──────── Data section

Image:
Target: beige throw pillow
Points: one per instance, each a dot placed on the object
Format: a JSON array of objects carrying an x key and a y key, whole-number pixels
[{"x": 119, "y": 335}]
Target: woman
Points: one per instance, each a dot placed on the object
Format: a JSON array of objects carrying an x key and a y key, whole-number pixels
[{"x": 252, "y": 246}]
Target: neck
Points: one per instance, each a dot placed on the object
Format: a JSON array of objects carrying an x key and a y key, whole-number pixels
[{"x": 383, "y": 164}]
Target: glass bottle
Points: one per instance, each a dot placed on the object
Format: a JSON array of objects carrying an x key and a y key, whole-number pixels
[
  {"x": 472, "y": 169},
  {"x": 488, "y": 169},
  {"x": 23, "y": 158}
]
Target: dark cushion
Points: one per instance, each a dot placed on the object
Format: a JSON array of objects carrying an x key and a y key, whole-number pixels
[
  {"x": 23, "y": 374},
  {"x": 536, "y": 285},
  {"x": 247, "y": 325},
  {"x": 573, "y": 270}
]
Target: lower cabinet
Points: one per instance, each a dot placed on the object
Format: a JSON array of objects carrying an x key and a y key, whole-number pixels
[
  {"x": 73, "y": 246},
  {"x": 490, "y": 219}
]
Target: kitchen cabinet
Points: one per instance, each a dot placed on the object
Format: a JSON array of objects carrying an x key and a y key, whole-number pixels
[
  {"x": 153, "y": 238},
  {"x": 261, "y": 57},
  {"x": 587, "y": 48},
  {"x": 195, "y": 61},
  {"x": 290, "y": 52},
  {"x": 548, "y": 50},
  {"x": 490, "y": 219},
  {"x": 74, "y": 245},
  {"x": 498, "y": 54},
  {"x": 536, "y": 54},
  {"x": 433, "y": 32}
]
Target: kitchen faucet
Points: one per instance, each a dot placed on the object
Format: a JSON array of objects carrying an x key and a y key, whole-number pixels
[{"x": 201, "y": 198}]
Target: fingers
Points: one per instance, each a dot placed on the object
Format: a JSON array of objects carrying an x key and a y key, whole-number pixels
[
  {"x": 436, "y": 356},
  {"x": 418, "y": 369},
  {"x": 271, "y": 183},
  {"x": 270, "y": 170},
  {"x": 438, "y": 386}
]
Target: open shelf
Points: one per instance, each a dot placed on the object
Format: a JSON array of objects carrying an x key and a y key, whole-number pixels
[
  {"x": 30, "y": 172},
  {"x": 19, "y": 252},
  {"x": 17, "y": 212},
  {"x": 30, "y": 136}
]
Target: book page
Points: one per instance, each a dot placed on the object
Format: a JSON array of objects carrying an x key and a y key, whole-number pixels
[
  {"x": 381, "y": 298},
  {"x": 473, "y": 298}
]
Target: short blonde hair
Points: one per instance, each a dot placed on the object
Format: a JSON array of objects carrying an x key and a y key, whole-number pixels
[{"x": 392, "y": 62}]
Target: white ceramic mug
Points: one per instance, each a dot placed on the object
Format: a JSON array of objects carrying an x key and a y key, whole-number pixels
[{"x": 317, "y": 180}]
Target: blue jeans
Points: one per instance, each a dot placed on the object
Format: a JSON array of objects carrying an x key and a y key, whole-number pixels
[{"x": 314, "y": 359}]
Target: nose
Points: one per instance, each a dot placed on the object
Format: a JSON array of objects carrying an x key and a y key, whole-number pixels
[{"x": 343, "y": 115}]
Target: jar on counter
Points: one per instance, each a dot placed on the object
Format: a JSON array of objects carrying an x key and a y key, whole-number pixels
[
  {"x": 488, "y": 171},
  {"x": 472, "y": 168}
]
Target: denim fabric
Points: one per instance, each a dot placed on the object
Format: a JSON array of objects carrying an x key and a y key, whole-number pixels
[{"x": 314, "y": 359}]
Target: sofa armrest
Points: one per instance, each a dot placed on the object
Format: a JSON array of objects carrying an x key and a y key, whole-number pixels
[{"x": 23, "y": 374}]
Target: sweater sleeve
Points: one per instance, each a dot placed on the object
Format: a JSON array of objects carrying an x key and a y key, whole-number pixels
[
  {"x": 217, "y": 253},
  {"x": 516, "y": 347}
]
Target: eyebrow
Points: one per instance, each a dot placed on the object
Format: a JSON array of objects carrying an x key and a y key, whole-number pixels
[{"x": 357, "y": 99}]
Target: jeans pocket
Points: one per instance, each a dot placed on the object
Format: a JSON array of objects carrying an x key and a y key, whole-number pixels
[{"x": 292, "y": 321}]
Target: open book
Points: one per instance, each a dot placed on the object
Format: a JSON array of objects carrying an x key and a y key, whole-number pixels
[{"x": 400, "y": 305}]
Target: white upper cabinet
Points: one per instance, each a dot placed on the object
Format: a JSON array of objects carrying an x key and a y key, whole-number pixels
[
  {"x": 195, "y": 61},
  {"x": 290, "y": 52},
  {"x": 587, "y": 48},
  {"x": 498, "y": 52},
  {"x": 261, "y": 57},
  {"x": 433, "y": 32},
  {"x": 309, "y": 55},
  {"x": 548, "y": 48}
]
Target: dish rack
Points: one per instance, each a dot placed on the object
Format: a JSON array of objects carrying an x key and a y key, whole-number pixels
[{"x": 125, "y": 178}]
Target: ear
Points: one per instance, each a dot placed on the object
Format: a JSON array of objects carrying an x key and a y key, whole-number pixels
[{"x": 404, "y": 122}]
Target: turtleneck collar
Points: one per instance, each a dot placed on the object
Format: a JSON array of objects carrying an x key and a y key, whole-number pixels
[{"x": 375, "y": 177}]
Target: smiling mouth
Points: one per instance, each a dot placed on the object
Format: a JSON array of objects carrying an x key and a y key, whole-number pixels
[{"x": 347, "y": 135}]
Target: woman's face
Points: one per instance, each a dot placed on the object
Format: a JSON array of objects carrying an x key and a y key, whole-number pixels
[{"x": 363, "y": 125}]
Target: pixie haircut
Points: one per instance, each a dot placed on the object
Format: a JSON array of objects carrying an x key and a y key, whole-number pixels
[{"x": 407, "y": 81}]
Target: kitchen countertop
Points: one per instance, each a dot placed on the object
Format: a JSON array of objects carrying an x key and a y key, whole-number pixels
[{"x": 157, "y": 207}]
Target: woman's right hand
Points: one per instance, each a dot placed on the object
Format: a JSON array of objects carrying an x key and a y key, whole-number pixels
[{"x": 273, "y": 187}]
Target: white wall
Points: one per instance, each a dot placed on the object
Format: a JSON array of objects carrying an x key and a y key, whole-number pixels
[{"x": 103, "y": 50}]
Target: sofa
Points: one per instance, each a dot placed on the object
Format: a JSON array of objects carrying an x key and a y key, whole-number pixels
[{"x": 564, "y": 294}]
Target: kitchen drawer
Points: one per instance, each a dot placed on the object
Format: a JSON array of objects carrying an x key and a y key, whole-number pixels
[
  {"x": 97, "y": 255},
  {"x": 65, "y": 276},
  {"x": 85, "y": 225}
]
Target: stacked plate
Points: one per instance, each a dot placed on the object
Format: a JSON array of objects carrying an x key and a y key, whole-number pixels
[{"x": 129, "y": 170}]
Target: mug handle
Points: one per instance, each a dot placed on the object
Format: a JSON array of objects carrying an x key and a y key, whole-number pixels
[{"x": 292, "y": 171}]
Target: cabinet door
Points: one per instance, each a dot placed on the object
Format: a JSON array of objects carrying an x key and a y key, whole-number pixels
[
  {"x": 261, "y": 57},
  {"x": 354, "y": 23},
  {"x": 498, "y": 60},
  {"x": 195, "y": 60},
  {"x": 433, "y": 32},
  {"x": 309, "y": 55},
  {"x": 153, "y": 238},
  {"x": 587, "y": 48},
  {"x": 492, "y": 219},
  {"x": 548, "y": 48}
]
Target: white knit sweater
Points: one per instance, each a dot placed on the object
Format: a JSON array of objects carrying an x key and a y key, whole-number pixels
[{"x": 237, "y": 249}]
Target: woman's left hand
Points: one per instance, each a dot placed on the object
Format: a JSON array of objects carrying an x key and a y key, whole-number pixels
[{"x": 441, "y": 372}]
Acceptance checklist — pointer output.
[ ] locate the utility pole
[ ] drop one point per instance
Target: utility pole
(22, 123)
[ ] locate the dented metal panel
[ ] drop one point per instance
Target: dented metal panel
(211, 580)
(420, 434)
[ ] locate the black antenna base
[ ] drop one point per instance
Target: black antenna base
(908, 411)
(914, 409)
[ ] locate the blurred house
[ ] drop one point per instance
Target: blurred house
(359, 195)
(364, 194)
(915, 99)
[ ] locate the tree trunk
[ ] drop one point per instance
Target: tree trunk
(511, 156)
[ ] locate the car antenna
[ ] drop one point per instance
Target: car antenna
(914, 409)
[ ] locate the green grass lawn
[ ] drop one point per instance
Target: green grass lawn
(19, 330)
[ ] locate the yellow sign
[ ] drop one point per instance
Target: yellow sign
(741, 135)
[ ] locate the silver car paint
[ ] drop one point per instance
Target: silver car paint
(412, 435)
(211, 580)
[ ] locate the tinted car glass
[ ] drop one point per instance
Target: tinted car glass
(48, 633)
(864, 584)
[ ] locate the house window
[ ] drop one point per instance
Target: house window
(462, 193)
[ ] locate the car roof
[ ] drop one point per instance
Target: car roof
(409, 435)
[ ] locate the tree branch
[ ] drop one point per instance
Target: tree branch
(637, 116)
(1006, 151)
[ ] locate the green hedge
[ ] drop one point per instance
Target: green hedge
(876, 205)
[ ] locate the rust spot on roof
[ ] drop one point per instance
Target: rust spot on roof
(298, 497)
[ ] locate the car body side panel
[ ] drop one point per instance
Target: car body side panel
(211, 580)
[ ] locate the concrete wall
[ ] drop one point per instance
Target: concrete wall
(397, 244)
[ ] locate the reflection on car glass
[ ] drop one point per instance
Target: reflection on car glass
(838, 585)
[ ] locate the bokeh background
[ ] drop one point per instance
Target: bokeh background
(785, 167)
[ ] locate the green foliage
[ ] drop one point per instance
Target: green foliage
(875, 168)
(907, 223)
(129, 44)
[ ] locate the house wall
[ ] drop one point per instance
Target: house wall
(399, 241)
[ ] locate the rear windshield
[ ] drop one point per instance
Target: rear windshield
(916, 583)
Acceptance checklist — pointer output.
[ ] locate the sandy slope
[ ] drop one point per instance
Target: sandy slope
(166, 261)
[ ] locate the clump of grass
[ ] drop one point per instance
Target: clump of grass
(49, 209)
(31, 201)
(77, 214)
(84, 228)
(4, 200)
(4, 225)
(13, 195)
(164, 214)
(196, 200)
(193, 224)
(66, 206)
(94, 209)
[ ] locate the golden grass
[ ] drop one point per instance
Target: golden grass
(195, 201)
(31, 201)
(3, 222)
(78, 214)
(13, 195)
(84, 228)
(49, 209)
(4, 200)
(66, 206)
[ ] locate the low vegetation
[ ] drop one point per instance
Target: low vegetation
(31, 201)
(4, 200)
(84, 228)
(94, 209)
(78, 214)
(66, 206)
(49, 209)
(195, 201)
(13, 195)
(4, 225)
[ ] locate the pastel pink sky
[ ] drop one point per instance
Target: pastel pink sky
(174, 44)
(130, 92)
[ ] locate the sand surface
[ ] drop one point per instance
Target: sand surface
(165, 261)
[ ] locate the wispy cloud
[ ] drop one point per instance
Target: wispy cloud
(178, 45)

────────────────

What is needed
Every line above with the string "white" in it should be copied into the answer.

Task answer
Target: white ceramic mug
Target: white upper cabinet
Target: white wall
Target: white knit sweater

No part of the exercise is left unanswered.